# [COMPITI RICHIESTI]
**A)** Traduca in inglese la seguente frase dell'estratto fornito: "Achille, restio e timoroso di guerre, si traveste e rifugia nel gineceo a tessere, cantare e amabilmente conversare."
**B)** Nell'estratto fornito, il Patroclo/a dell'Achille dei nostri giorni ha incorporato parte delle forme e funzioni femminili. Ne illustri il motivo, così come lo indica il testo, in una-tre frasi.
**C)** Secondo l'estratto fornito, da quale decennio le sorelle femministe si sono tenute sdegnosamente appartate?

# [ESTRATTO FORNITO]

Un immaginario/bestiario delle odierne figure del potere/godere in amore
Mentre le sorelle femministe, dagli anni Settanta sdegnosamente appartate, si esercitavano nell’ inneggiare alla incommensurabile superiorità della differenza e allo stupefacente  splendore dell’altra metà della luna, il centro della scena del desiderio sessuale maschile veniva nel frattempo occupato sostanzialmente da due figure:  la fanciulla Noemi,  plasmabile e funzionale al potere  cavernicolo assoluto del patriarca; l’altra, più duttile e meticcia, più aggiornata e prismatica, la Natalì trans brasiliana, incarnazione androgina dell’unità corporeo-simbolica – dal punto di vista maschile –  finalmente accessibile e compiutamente  fruibile.
La donna con il pene incarnata e proposta da un/a trans, integra e supera, infatti, sia il tradizionale e risaputo prisma di figure interpretate dalla, o attribuite alla donna  (madre e figlia, moglie e compagna, amante e puttana), sia la più recente figura di donna “mentalmente cazzuta e agguerrita” che è la femminista della differenza. Mentre quest’ultima (con il pene in testa)  si vuole ed è percepita come amazzone aggressiva e a volte perfino sadica e punitiva, la trans con il pene tra le gambe e i grandi seni traboccanti se da un lato provvidenzialmente si conferma come morbida e soffice, accogliente e materna, dall’altro consente il rassicurante rispecchiamento narciso, l’alter ego fraterno, il papà vigoroso e attivo a cui succhiare/sniffare per  attingere forza e linfa, e da cui  – se del caso, dal varco posteriore – farsi fare il pieno di potenza ed energia. Dopo la mareggiata femminista, e in questi tempi di destabilizzante e disorientante  crisi universale,  questo erotico/simbolico pacchetto di mischia sembra oggi proporsi con un glamour irresistibile.
 
Achille, restio e timoroso di guerre, si traveste e rifugia nel gineceo a tessere, cantare e amabilmente conversare. Stanato e costretto alle armi, si consola, per la soddisfazione dei suoi amorosi piaceri, con l’efebico e vigoroso Patroclo. L’Achille dei nostri giorni, stanco di guerre in casa, nel lavoro e nel vasto mondo, ma per nulla intenzionato a dimettere insegne e poteri, si rifugia tra le braccia di un Patroclo/a che per meglio rassicurarlo e compiacerlo ha incorporato – et voilà! –  parte sostanziale delle forme e funzioni femminili.

# [DATI REGISTRATI]
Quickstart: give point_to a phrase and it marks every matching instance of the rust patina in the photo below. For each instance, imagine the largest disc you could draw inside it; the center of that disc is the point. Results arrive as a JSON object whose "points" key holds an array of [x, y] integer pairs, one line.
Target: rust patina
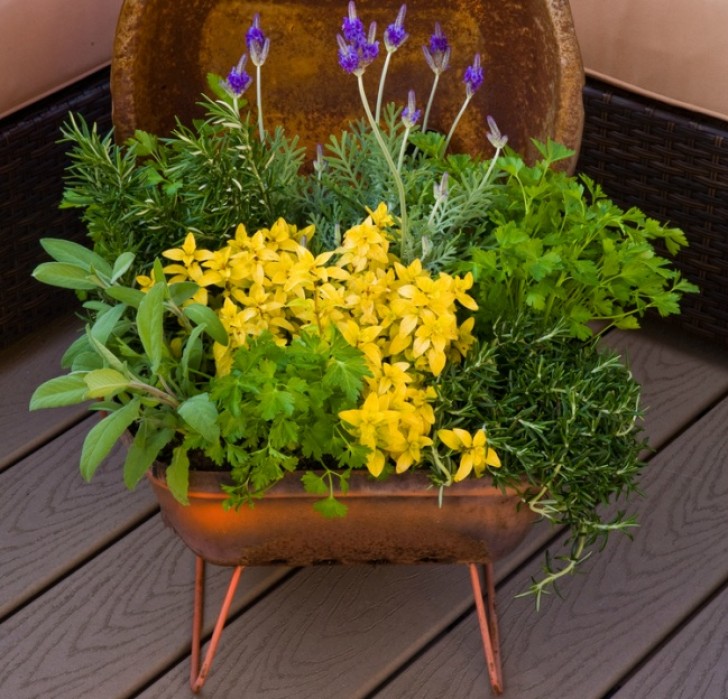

# [ELENCO SOLUZIONI]
**A)** Achilles, reluctant and fearful of wars, disguises himself and takes refuge in the women's quarters to weave, sing, and converse pleasantly.

**B)** Il Patroclo/a lo ha fatto per meglio rassicurare e compiacere l'Achille odierno. Questi, stanco di guerre in casa, nel lavoro e nel vasto mondo, ma per nulla intenzionato a dimettere insegne e poteri, si rifugia tra le sue braccia.

**C)** Dagli anni Settanta.